--- Start AVAILABLE RECORDS ---
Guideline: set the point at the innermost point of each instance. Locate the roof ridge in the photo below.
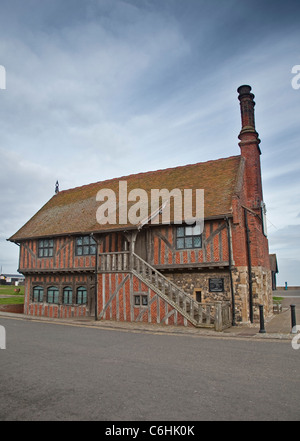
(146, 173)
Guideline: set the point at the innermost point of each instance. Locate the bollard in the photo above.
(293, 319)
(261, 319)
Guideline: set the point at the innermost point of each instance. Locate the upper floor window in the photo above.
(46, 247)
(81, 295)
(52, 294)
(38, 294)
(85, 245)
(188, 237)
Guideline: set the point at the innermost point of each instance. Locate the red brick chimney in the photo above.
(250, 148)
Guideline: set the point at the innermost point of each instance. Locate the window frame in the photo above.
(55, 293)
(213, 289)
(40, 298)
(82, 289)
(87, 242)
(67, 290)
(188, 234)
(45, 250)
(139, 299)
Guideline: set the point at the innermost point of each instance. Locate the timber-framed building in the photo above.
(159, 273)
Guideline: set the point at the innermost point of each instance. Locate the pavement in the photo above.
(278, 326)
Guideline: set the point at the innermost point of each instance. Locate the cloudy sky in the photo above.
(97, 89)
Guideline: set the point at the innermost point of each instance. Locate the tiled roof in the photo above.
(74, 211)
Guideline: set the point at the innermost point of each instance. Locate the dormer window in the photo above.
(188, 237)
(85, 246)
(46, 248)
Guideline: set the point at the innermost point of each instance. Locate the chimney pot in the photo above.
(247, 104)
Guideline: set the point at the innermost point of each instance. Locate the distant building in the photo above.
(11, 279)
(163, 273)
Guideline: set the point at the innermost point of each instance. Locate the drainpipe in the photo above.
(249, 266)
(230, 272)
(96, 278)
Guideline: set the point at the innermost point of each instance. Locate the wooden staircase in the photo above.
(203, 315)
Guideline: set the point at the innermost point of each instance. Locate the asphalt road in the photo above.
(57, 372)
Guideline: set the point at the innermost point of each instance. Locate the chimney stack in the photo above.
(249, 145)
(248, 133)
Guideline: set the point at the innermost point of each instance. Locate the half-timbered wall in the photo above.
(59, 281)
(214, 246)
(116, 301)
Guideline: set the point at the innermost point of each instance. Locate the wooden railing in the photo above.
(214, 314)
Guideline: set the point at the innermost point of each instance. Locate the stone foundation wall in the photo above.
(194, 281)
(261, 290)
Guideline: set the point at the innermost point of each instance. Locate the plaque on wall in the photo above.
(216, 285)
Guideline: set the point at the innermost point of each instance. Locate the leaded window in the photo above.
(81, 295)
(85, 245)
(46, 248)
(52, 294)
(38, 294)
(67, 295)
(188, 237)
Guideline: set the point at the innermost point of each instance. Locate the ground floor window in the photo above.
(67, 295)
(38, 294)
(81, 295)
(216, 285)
--- End AVAILABLE RECORDS ---
● PROBLEM STATEMENT
Write every entry out again exactly, dropping the pictures.

● COMPLETE RESPONSE
Guideline: set the point at the innermost point of each instance. Locate the roof ridge in the photo below.
(146, 173)
Guideline: set the point at the innermost point of each instance. Locate the bollard in the photo above.
(293, 319)
(261, 319)
Guideline: set the point at the innermost point of each instance. Locate the upper floor window in the photo above.
(46, 247)
(81, 295)
(52, 294)
(38, 294)
(85, 245)
(188, 237)
Guideline: set the point at the innermost point of each instance. Locate the red brick chimney in the photo above.
(250, 148)
Guideline: set the point at the innermost point of each instance. Locate the window frame in the photo above.
(55, 293)
(213, 289)
(40, 298)
(82, 289)
(87, 242)
(67, 290)
(188, 234)
(45, 250)
(139, 299)
Guideline: set the point at the innermost point of each instance. Locate the timber-framed building in the photo above.
(159, 273)
Guideline: set the point at the innermost point of each instance. Locate the pavement in the photo above.
(278, 326)
Guideline: set the point at the innermost point of each instance. Locate the cloudy sky in the photo above.
(97, 89)
Guideline: set the point at the innermost point of each instance. Locate the tiled roof in the photo above.
(74, 211)
Guideline: set the point at the innermost point of each instance. Locate the dormer window in the photo above.
(188, 237)
(85, 246)
(46, 248)
Guideline: set the point at the innermost point of each instance. Locate the chimney pot in the photo above.
(247, 104)
Guideline: set the point at the innermost point of each instance. Locate the distant building in the photo above.
(11, 279)
(163, 273)
Guideline: set the point at the innermost point of each instance. Locate the drainpipe in the photo above.
(249, 266)
(230, 272)
(96, 278)
Guideline: set the point at the innermost point of each instance. Locate the wooden staircase in the photo above.
(203, 315)
Guideline: set the point at the innermost point of each instance. Locate the asphalt road in the photo above.
(57, 372)
Guideline: set the point at the innermost point of each instance. Locate the chimney stack in the photo above.
(249, 145)
(248, 133)
Guideline: set the point at the innermost point of each instance. Locate the half-timbered wall in the photo above.
(59, 281)
(214, 246)
(116, 301)
Guideline: set the point at the innermost point of each instance. Locate the wooden railing in the photo above.
(214, 314)
Guideline: set the point at the innermost point of each instance. Locate the stone foundation wall in the photo above.
(194, 281)
(261, 290)
Guideline: set the point at the innermost point of each instance. Locate the plaque on wall in the photo above.
(216, 285)
Guideline: set the point at the innermost point of each instance. Locate the leaded window in the photo above.
(81, 295)
(85, 245)
(46, 248)
(52, 294)
(38, 294)
(67, 295)
(188, 237)
Guideline: set the point at the innermost point of each instance. Locate the ground floor window in the photo above.
(67, 295)
(38, 294)
(81, 295)
(216, 285)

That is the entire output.